According to the Aristotelian model, theatre is a kind of group therapy – a way for us to process our fears, angst, and dreams. The action on stage includes certain essential elements designed to guide us through the thorny forests of our emotions, with the promise that at the end we will emerge wiser, braver, and lighter. This purgation of fear and emotion is known as the catharsis (from the Greek kathairein – to purify) and is the general aim of most story structure. That humanity hungers for great stories and their therapeutic application is something that the minds behind I’m An Actor, They Don’t Get It understand with rare brilliance.
The play unfolds as a series of monologues, vignettes, and musical numbers thematically linked in their expression of the plight of the struggling actor in Los Angeles. Writer/director Tiffany Black, who also appears in the cast, nails the day-to-day desperation, thrills, and perils of what it means to be dedicated to acting in the most competitive industry on earth. That the stories are told from the perspective of African-Americans adds special significance to the production, as the issues they face are often unique to that demographic, particularly in regards to typecasting.

Your instructions
Please copy the theatre review word for word from "The play unfolds" to "regards to typecasting.". The listing that comes after has no connection to the theatre review.

Extracted information
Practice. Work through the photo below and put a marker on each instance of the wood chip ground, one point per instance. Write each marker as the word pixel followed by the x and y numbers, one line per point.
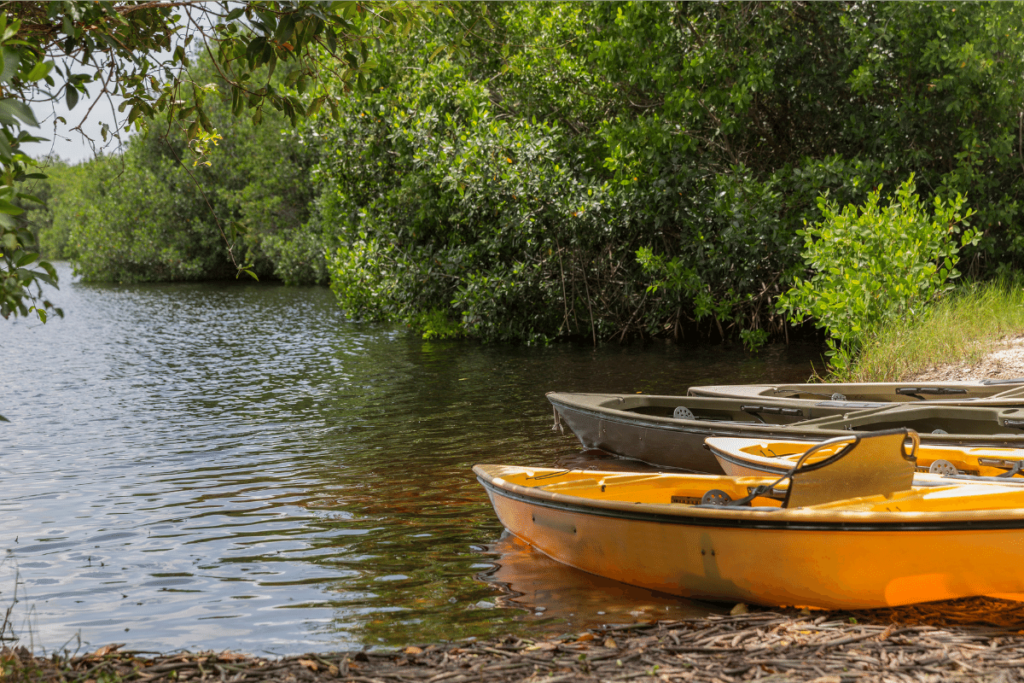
pixel 978 639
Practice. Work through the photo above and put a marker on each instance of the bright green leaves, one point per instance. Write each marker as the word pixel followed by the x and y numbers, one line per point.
pixel 875 264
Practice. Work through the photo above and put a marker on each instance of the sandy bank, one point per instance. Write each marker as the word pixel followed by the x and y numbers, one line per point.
pixel 1004 361
pixel 975 639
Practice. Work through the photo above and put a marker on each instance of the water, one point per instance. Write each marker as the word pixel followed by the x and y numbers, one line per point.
pixel 237 466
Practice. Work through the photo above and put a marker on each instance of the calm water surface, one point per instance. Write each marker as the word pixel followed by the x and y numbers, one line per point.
pixel 237 466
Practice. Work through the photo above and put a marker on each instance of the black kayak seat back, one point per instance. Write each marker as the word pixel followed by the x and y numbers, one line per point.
pixel 872 464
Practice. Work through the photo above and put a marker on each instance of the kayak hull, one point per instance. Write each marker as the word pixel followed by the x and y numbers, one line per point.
pixel 793 562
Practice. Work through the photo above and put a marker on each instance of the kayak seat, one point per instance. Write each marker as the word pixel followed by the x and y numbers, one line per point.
pixel 872 464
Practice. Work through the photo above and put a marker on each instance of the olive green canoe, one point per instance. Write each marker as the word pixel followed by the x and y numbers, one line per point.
pixel 999 391
pixel 670 431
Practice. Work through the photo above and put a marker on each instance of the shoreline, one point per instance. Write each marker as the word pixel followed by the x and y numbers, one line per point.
pixel 975 638
pixel 1004 360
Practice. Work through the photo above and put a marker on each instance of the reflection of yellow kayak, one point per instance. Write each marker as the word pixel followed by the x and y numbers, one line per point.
pixel 852 530
pixel 760 457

Response for this exercise
The play unfolds as a series of monologues, vignettes, and musical numbers thematically linked in their expression of the plight of the struggling actor in Los Angeles. Writer/director Tiffany Black, who also appears in the cast, nails the day-to-day desperation, thrills, and perils of what it means to be dedicated to acting in the most competitive industry on earth. That the stories are told from the perspective of African-Americans adds special significance to the production, as the issues they face are often unique to that demographic, particularly in regards to typecasting.